◆ Problem A
Translate into Spanish this sentence from the page text about running tabletop games: "I run the large majority of games."

◆ Page text
I DM the kind of games I would like to play in.
Yeah it's important to do that imho. I've stopped running specific RPGs a couple of times because I realized the campaign I was running wasn't one I'd actually want to play in if I was a player, and I felt like there wasn't any real way out of that with that rules-set/setting (both were pretty specific - one was Dark*Matter/Alternity).
 

Clint_L

Hero
When I was a kid I started DMing as soon as I understood the rules well enough, and was the regular DM, though all of my friends tried it a little. But I was the guy collecting miniatures, models, a big bag of dice, reading Dragon and White Dwarf, etc.. I also created my own world with maps, gazetteer, monster manual, and so on. Then in my early adulthood we seldom did RPGs, though when we did it was always me running the game.

Nowadays, I have one group that includes two other potential DMs but they are younger and busier so usually I'm best prepared. I run the large majority of games. In my other home group, I'm the only one really interested. At D&D Club and summer camp, I run campaigns for the beginners, so I am the only option, and then they "graduate" to running their own games.

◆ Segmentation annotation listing
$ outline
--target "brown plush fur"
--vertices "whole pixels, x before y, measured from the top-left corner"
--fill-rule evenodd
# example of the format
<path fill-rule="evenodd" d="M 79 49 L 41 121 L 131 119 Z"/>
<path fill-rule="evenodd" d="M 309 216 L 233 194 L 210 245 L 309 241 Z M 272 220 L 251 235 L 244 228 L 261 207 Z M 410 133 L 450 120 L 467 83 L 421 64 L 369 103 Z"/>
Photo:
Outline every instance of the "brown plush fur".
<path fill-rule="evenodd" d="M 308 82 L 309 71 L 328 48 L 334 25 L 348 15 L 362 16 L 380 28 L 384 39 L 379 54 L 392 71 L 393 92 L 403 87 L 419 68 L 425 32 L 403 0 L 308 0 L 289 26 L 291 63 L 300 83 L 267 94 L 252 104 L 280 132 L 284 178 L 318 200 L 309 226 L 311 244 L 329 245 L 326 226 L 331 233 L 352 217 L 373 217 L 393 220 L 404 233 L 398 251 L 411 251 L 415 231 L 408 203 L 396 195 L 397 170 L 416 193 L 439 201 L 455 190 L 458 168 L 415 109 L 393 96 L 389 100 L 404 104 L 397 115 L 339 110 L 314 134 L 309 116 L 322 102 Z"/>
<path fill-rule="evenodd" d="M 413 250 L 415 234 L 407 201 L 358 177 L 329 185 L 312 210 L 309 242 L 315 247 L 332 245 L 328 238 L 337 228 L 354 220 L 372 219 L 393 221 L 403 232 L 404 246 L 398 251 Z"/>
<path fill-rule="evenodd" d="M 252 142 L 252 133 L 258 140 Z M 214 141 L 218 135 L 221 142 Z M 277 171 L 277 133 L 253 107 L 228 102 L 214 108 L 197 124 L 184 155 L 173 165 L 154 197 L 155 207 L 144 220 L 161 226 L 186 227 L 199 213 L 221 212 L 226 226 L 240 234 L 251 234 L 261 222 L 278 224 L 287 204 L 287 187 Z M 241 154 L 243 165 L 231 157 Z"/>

◆ Problem B
Reproduce word for word the lines of the listing from its first line through the line containing "Outline every instance", both included.

◆ Full answer A
Yo dirijo la gran mayoría de las partidas.

◆ Full answer B
$ outline
--target "brown plush fur"
--vertices "whole pixels, x before y, measured from the top-left corner"
--fill-rule evenodd
# example of the format
<path fill-rule="evenodd" d="M 79 49 L 41 121 L 131 119 Z"/>
<path fill-rule="evenodd" d="M 309 216 L 233 194 L 210 245 L 309 241 Z M 272 220 L 251 235 L 244 228 L 261 207 Z M 410 133 L 450 120 L 467 83 L 421 64 L 369 103 Z"/>
Photo:
Outline every instance of the "brown plush fur".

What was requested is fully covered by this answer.